_The exercise_
Set each record down exactly, excluding all images.

_Record excerpts_
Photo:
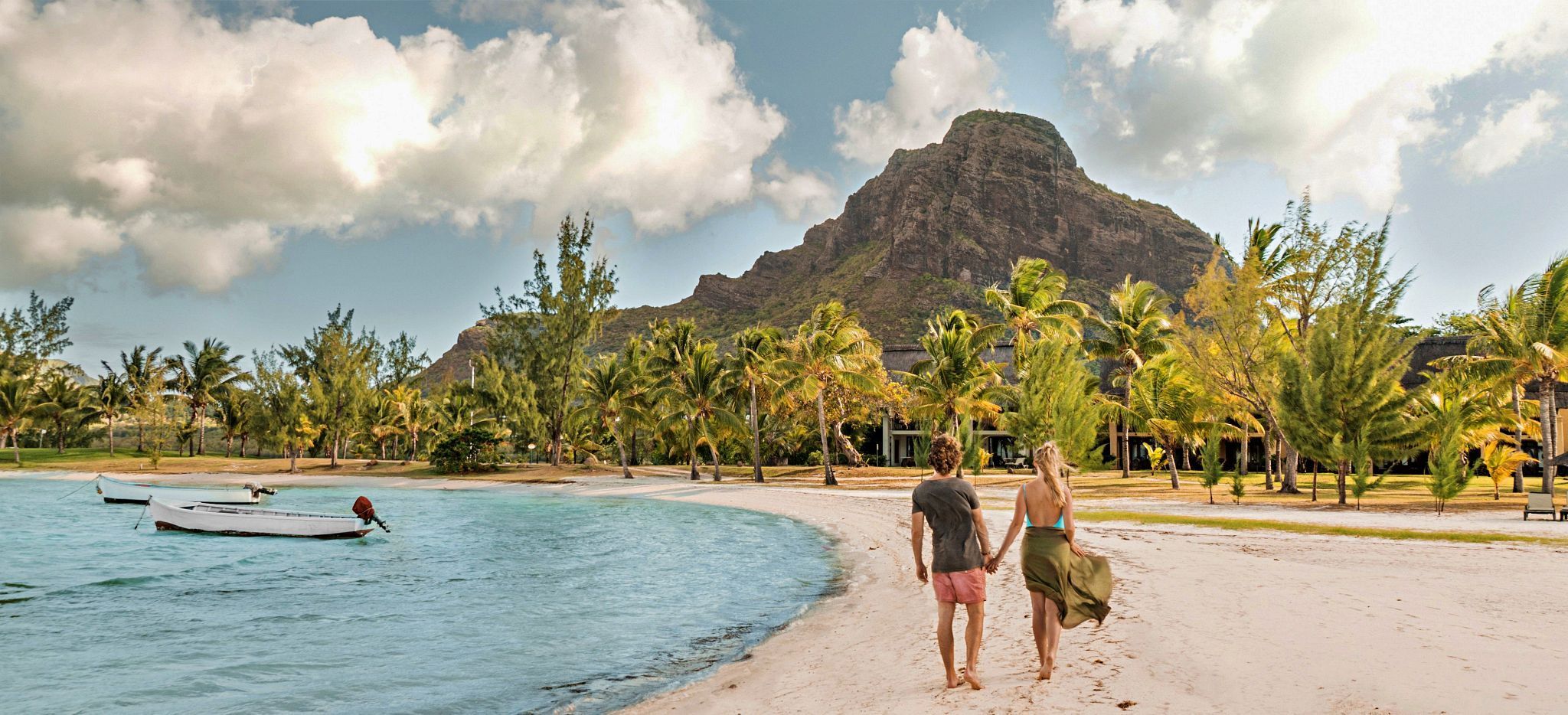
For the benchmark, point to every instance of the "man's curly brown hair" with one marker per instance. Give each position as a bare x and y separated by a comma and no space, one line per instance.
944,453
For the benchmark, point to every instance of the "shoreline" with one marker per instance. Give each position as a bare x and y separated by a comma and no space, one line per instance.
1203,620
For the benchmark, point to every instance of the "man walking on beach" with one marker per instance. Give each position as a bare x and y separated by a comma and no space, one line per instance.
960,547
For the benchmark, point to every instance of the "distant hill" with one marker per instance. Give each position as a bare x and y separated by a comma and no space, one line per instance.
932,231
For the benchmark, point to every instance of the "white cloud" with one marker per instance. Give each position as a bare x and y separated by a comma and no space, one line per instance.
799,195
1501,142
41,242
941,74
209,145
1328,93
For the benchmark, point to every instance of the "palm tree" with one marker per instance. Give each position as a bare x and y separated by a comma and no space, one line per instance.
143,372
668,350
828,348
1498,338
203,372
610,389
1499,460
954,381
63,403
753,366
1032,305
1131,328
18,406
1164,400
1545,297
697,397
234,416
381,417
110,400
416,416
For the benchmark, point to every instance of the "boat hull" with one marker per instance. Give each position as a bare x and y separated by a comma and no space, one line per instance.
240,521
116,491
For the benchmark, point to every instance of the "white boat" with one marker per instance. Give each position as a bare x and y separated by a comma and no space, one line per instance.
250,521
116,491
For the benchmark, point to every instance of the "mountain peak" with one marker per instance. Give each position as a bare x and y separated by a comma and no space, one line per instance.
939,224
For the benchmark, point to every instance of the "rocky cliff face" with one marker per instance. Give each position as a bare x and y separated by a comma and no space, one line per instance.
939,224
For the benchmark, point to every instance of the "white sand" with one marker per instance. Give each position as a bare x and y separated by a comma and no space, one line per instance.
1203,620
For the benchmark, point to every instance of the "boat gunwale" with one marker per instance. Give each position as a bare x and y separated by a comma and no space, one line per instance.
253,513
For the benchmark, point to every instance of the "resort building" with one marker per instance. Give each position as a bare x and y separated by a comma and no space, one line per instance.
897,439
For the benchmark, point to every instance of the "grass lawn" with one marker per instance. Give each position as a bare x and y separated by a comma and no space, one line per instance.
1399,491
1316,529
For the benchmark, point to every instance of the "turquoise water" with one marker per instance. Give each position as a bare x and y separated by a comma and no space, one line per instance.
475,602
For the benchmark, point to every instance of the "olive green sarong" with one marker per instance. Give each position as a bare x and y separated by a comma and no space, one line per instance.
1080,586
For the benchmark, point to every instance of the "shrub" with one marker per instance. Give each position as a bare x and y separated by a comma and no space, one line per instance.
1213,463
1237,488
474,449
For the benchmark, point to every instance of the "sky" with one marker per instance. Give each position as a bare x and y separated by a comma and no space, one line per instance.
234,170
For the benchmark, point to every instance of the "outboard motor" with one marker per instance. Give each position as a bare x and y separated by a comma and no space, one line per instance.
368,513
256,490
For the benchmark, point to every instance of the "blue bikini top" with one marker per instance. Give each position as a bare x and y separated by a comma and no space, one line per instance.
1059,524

_Right answer_
Photo:
For the benchmark, point to every instance of the "man's curly brown hair" with one marker per instance. Give each position as a bare x and y separated by a comma and no space, one line per instance.
944,453
For the benchmark, point to every instance of the "shoreline" with one marker per instance. Give each position as a bare x and y separated by a comma and no space, one line per instance.
1203,620
For the benchmark, point to every instance of the "man walking on beach" with one marker per instance. Give each position as a bare x and y separated by a comma and no space, one line per instance.
960,547
For the benchmark, point to every instance of the "distant hill" with one marker per instance. Give each position as a bare x and y separated by a comma and no space, one line per instance.
932,231
For the benchmark, point to every instance of the "white cloud" with one marker per instance. Give each position as a bare x and y separated by a comma and no space, one line per instance.
799,195
1501,142
41,242
941,74
209,145
1328,93
For the benchmark, point to every instance of the "palm tree" with one marker per instance. Give each position as a bare x and y separated by a comma and no space, one line per instance.
143,372
668,350
828,348
1498,338
203,372
610,389
1499,460
954,381
63,403
753,366
1032,305
1131,328
18,406
1164,400
1545,297
697,397
234,416
381,417
110,400
416,416
For the benchmark, point to every instance of the "boat hull" with one marker per instance. Give each position as a bare x and y separated by a comma and no space, one line per instance.
240,521
116,491
For the benchmark, point to every instance of the "white boat" with one marker per instance. Give each position as a bare x and y separated by a comma and no space, one line per instance.
250,521
116,491
For the benchmark, point to every instance of the "mountain peak" with one marker per instance. Give each position as a bare x and y separated by a comma and no space, one line per instance.
939,224
For the benchmark, point to every instance of the "rocky cliff face" with one marker per instance. Give each position as a bare x and y separated by a comma and no space, one line per instance.
939,224
For the benchmark, point to every instance of the "white sand" with one marker per instance. Give each position as a bare x and y separated by a comma and no space, one line per instance.
1203,620
For the benchmark, point to every instance of the "boat gunwale" with one marker per instance. Give each position as a bare x and y separated by a comma and no space, one line per instance.
253,513
For the benchmark, point to every instance of the "resort building" with one marker per instance. Give each position as a bare x and y separated by a comma and no space, one line per instance.
897,439
For the benchmark, point to every instance of the "grass lawn" with one marker per instance. Give each position as a bare x and y separated by a comma and no space, one line per instance.
1399,491
1316,529
For the benchmark, point to every instance of the "turquoise water" with one marker per instance. Give each position as a bare x and y separated by a comma and no space, one line per instance.
475,602
For the benchmark, point to every instance of the "olive green sarong" with one marker per instance. Give each position as a bare x and y separated by a comma and no space, one line per instance.
1080,586
For the benchmark, point to every instance of the "shrub" with one marker per instance. Give each position as a bare x and y separated by a comma and no space, one line per instance.
1213,463
1237,488
474,449
For the benchmark, point to every instance of the "sky" with one marker per instance. Give each position as a bare x and y separated by a comma and no space, one line per instance.
234,170
For the benchmark, point to every instance of the "outboard motor" with one marker per instance. Give each position as a bare x and y separated by a comma and no space, one line per instance.
368,513
256,490
For the benchmark, point to every instance of the "blue bikini top" with one marker per instance. Give each position as a bare x and y separated by a comma and no space, one line per instance.
1059,524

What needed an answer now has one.